Il Concilio di Trento ha scolpito in tre termini luminosi la concretezza della fede nella Presenza reale di Gesù vivo e vero nell’Eucarestia, affermando che Egli è presente veramente, realmente, sostanzialmente (“vere, realiter, substantialiter“), anatematizzando chi invece affermasse che nell’Eucarestia non siano presenti realmente il «corpo e sangue insieme con l’anima e la divinità di Nostro Signore Gesù Cristo, e perciò tutto Gesù Cristo», ma vi sia presente Gesù «soltanto in segno, o in figura, o in potenza (in virtute2.


Una conferma luminosa di questa perenne dottrina di fede sul Mistero Eucaristico, secondo l’insegnamento costante della Chiesa, si è avuta, più recentemente, nell’Enciclica eucaristica Mysterium Fidei  del Sommo Pontefice Paolo VI, che ci parla della presenza di Gesù Cristo definita «”reale” […] per antonomasia perché è anche corporale e sostanziale, e in forza di essa Cristo, Uomo-Dio, tutto intero si fa presente» (MF 40).


Lo stesso Sommo Pontefice Paolo VI, inoltre, qualche anno dopo, ha donato alla Chiesa il Credo del Popolo di Dio, nel quale, riprendendo l’insegnamento del Concilio di Trento, riaffermava ancora una volta che noi crediamo nell’Eucarestia e «crediamo che la misteriosa presenza del Signore, sotto quello che continua ad apparire come prima ai nostri sensi, è una presenza vera, reale e sostanziale».


Il più recente Catechismo della Chiesa Cattolica, infine, ha ribadito a chiare lettere l’insegnamento della Verità di Fede nella Presenza reale del Verbo Incarnato nel Sacramento dell’Eucarestia, riaffermando espressamente «la nostra fede nella presenza reale di Cristo sotto la specie del pane e del vino» (n.1378), e presentandola chiesa quale «luogo privilegiato dell’adorazione della presenza reale di Cristo nel Santissimo Sacramento» (n. 2691).

Dati forniti:
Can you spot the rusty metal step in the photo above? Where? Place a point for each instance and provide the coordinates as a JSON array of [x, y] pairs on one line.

Elenco dei compiti:
1. Riassumi in due frasi il testo sulla presenza reale di Cristo nell'Eucarestia.
2. Scrivi il seguito del testo sulla presenza reale di Cristo nell'Eucarestia, partendo dopo la sua ultima frase.
Le righe non hanno alcun ruolo in questo esercizio.

Soluzioni dell'esercizio:
1. Il Concilio di Trento ha affermato che Gesù è presente nell'Eucarestia veramente, realmente e sostanzialmente, e ha condannato chi lo riteneva presente soltanto in segno, in figura o in potenza. Paolo VI ha confermato questa dottrina nell'enciclica Mysterium Fidei e nel Credo del Popolo di Dio, e il Catechismo della Chiesa Cattolica l'ha infine ribadita.

2.
La verità della Presenza reale di Gesù nell’Eucarestia è una «verità di fede – scrive il Padre Spiazzi – nota a tutti i credenti fin dagli anni del catechismo. Verità a cui ci si è abituati, tanto che spesso non ci si accorge più della sua bellezza e profondità, come non ci accorge dell’aria che si respira, della luce per mezzo della quale si vedono i colori, le cose. È quando viene a mancare la capacità visiva che si capisce la grandezza e il perché della luce; e quando non si riesce più a respirare, quando, come si suol dire, manca l’aria, che si valuta la necessità dell’aria»3. Per questo non è difficile ammettere che, spesso, in molti, si perda di vista il volto di Gesù nell’Eucarestia, non riflettendo che in Essa il Corpo adorabile di Gesù «esiste con tutte le sue parti – scrive il Beato Giacomo Alberione – perciò possiamo considerare nell’Eucarestia la faccia mansueta del Salvatore, la sua fronte serena, i suoi occhi misericordiosi, il suo cuore ardente di carità, il suo sangue sparso sulla croce, i suoi piedi, le sue mani con le ferite dei chiodi»4.


In effetti, nel Sacramento dell’Eucarestia noi abbiamo una presenza di Cristo «che non è solo simbolica – scrive ancora lo Spiazzi -, non è il solo segno efficace [Sacramento] della presenza spirituale di Cristo e della sua unione intima con i fedeli che appartengono al suo corpo mistico», né si tratta di una presenza più in generale che «si confonde con quest’altra forma di presenza di Cristo nella Chiesa, appunto come capo del corpo mistico e principio della illuminazione e santificazione dei credenti», ma si tratta di una presenza particolare e speciale che è presenza «sostanziale e personale»5.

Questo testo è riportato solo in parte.